What the task asks | Copy every one of the records below word for word, leaving out the pictures.

╭─ Source data

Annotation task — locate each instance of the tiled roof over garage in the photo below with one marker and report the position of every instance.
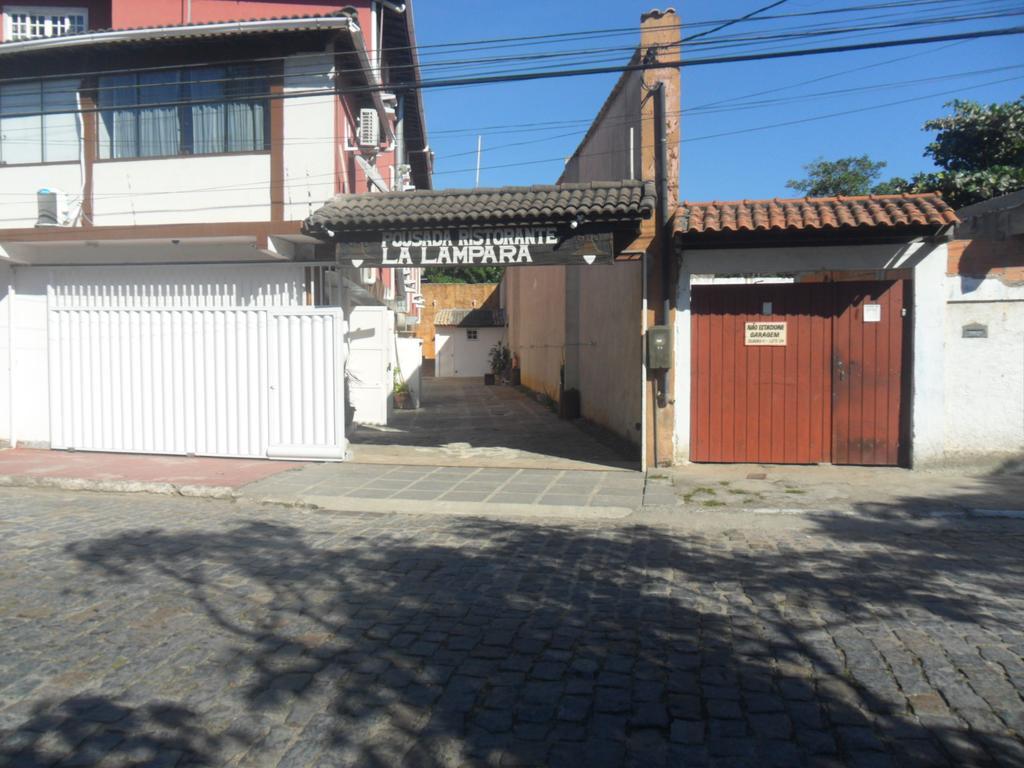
(594, 202)
(873, 211)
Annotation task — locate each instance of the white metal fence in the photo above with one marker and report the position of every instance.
(253, 381)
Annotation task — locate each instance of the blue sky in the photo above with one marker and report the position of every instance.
(754, 164)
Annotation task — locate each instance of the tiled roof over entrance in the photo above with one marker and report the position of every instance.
(872, 211)
(469, 317)
(593, 202)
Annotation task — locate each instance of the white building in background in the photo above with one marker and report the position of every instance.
(157, 294)
(463, 340)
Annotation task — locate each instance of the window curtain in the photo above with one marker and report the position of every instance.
(246, 116)
(61, 127)
(20, 124)
(119, 129)
(208, 120)
(159, 130)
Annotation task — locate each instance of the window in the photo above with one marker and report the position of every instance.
(39, 122)
(32, 23)
(165, 113)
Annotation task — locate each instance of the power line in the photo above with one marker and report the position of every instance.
(544, 75)
(561, 159)
(732, 22)
(716, 43)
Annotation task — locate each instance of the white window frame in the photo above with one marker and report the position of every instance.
(49, 11)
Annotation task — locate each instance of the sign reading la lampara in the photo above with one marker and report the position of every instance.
(479, 246)
(764, 334)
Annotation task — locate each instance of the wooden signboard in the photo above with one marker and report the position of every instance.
(478, 246)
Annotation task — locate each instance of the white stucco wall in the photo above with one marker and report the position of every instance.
(984, 378)
(928, 262)
(457, 355)
(6, 283)
(309, 125)
(171, 190)
(19, 184)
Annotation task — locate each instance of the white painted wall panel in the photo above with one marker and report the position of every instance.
(30, 416)
(170, 190)
(410, 354)
(309, 126)
(6, 284)
(371, 351)
(984, 377)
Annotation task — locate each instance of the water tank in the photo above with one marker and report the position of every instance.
(52, 208)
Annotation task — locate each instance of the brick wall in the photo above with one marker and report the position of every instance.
(437, 296)
(1003, 259)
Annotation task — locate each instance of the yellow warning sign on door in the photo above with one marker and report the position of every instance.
(764, 334)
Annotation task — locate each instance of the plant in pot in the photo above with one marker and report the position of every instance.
(500, 357)
(402, 395)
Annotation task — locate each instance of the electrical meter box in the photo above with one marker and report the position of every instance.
(659, 347)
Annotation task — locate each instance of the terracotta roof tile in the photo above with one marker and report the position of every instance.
(871, 211)
(593, 202)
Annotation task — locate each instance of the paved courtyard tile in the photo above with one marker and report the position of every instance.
(178, 632)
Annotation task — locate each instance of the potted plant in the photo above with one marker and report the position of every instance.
(500, 358)
(402, 395)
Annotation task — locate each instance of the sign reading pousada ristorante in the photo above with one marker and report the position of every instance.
(475, 246)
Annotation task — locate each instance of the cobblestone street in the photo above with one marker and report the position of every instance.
(140, 630)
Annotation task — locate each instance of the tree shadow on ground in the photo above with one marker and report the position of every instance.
(414, 642)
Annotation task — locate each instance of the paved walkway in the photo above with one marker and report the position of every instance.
(463, 423)
(146, 630)
(373, 487)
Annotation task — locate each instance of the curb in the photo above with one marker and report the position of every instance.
(119, 486)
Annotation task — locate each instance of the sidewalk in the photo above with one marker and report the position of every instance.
(473, 491)
(684, 495)
(186, 475)
(339, 486)
(877, 492)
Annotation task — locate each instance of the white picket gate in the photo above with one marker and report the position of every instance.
(252, 381)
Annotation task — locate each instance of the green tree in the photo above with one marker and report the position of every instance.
(464, 274)
(826, 178)
(979, 150)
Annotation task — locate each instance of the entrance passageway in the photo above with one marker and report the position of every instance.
(463, 423)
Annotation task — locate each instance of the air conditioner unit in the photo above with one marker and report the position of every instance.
(52, 208)
(370, 128)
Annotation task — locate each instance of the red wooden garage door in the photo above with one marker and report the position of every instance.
(829, 393)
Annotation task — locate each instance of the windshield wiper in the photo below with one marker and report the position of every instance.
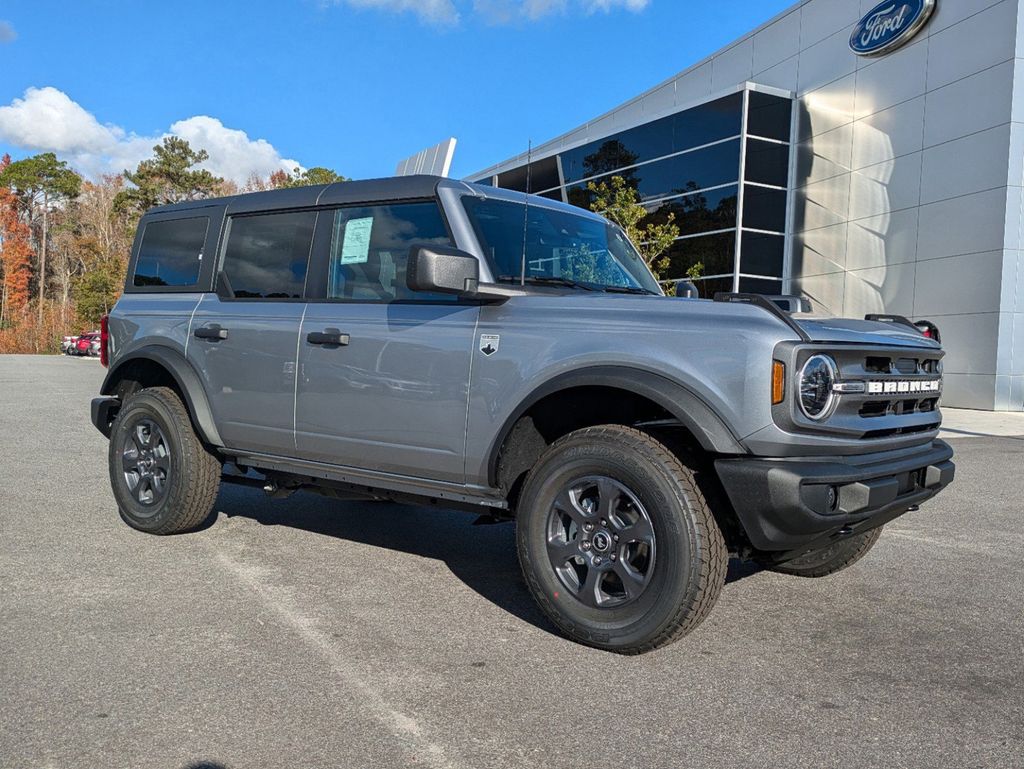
(627, 290)
(548, 281)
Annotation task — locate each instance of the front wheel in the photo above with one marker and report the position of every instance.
(164, 479)
(616, 542)
(829, 559)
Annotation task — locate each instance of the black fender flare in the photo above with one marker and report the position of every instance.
(689, 409)
(185, 377)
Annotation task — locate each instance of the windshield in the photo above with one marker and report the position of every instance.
(561, 247)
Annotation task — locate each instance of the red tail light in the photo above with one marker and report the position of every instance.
(103, 341)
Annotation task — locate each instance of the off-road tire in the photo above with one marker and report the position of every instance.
(829, 559)
(194, 477)
(688, 570)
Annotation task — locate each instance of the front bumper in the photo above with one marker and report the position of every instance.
(787, 505)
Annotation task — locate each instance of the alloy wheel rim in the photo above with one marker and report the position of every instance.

╰─

Response |
Annotation task — locate each instance of the tiled roof over garage in the photo below with one marker and report the position of every instance.
(594, 202)
(873, 211)
Annotation task — locate each instance of the white metal fence in the photo above with one marker and report the position of every instance.
(253, 381)
Annotation task — locate each instance of the blue sky in the photo above with one marker and report the position of every instance.
(754, 164)
Annotation task — locate each instance of the tiled roof over entrance in the photo above with one marker and report the position of every instance.
(872, 211)
(469, 317)
(593, 202)
Annotation task — locate each instance of the white building in background in the photo above with one marker and report the position of every instance.
(157, 294)
(463, 340)
Annotation task — locate each instance of the window curtain in the photo above with one marker and report the position of every instance.
(246, 116)
(61, 127)
(20, 124)
(119, 129)
(208, 120)
(159, 130)
Annotation task — locate each instance of the window in the photo above with one marker and report the position of every instance.
(39, 122)
(32, 23)
(165, 113)
Annotation task — locate each instance of the power line in the photo above with one marker and report the position of every instance.
(544, 75)
(561, 159)
(732, 22)
(716, 43)
Annotation task — locate each instance of the white window frame in the photo above with one marker and report the position of every instance.
(49, 11)
Annotation task — locate each instance of the sign reading la lampara in the photo above with one marker and report the position of every instance.
(479, 246)
(764, 334)
Annotation task — locate each instance of the wooden signboard in the photo above with one marker and report the position of every instance.
(478, 246)
Annotation task — locate each instance of the white stucco wall in the photo above with one marker and report the position of every instance.
(984, 378)
(928, 262)
(457, 355)
(6, 283)
(309, 125)
(171, 190)
(19, 184)
Annotation task — locate each instance of the white painted wall panel in the photo above with one marker and report the position of every instance.
(30, 416)
(170, 190)
(410, 354)
(309, 126)
(6, 284)
(371, 351)
(984, 377)
Annotation task — locate each instance of the water tank in the photo above with one marker and report the position of every instance.
(52, 208)
Annotation task — locate each instance of the brick wall in the photo above with one marker and report the position of every instance.
(437, 296)
(1003, 259)
Annotation task — locate each instance of the yellow warning sign on door in the photo above with one marker and report the position of every instance.
(764, 334)
Annotation task — locate each instance of the plant in pot in the photo above with one marker and report the position of every instance.
(500, 357)
(402, 395)
Annotation task — locate each instance of the electrical meter box in the photo above with one marker and report the position of every instance.
(659, 347)
Annotation task — locate each instance of the terracotta roof tile in the photo above with one marker and report the position of every instance.
(871, 211)
(593, 202)
Annotation task — locate each instance of the paved courtyard tile in the photo above with one marker and report the position of every instance.
(178, 632)
Annotation task — locate each instance of the potted plant in the photo above with one marker and report the position of every instance.
(500, 358)
(402, 395)
Annotation task — locate each instance of the sign reading pousada ristorante in the photo above with one marker and report the position of every instance.
(475, 246)
Annotation task — locate each instance of the cobblestone street in the photo above with one marker and report the position of every instance.
(140, 630)
Annotation task — locate each instance of the tree shadow on ground in the photo above with one marker and report the position of every instance.
(414, 642)
Annotation task — locate each instance of the paved walkway in the photo above with one marker and report the position of every instance.
(463, 423)
(146, 630)
(373, 487)
Annotation task — locate each instance of the curb in the photo above with one marker and report the position of every instance.
(119, 486)
Annotation task — locate each instance of the sidewalk in the photo above with one marker and report the position of every instance.
(473, 491)
(684, 495)
(186, 475)
(339, 486)
(877, 492)
Annotation task — locate each instance of the white picket gate in the photo above with one marker and report the position of every instance.
(252, 381)
Annotation task — locate each instance of the green tree in the photo above with one marker and report the position of every instance.
(464, 274)
(826, 178)
(979, 150)
Annotation task — locate each instance of the entrance passageway in the photo above with one marker and report the position of every instance.
(463, 423)
Annotation task — locate each instance of the air conditioner unit in the photo above with one marker and report the position of every instance.
(52, 208)
(370, 128)
Annotation task — locate each instance of the red wooden garage door in the photo above with one marker and report the position of every instance.
(829, 393)
Annotation task — locate each instance of the windshield wiper in the photo below with one marker and report the position of every instance.
(627, 290)
(548, 281)
Annotation task — locate each instance of the front wheel in the photo above with one marker and report the position of every instance.
(164, 479)
(616, 542)
(829, 559)
Annotation task — locate each instance of the black fender flare in the photo above with one marker and report the position of every instance.
(689, 409)
(185, 377)
Annotation task — locate each instance of the windshield in the photo above with one marker and report the position of every instance.
(561, 247)
Annotation task — locate each instance of the red tail light in the photo above with one marker and report the position of every instance.
(103, 341)
Annotation task — locate each instance of the off-road tire in the photo above with one marker and report the position of every instance.
(829, 559)
(194, 477)
(688, 570)
Annotation task — locate each instance of the front bumper in the photo above with one marker and report the position of every instance.
(787, 505)
Annotation task — locate each instance of the alloy wheel rim in the photo above with one marker and report the position of every instance.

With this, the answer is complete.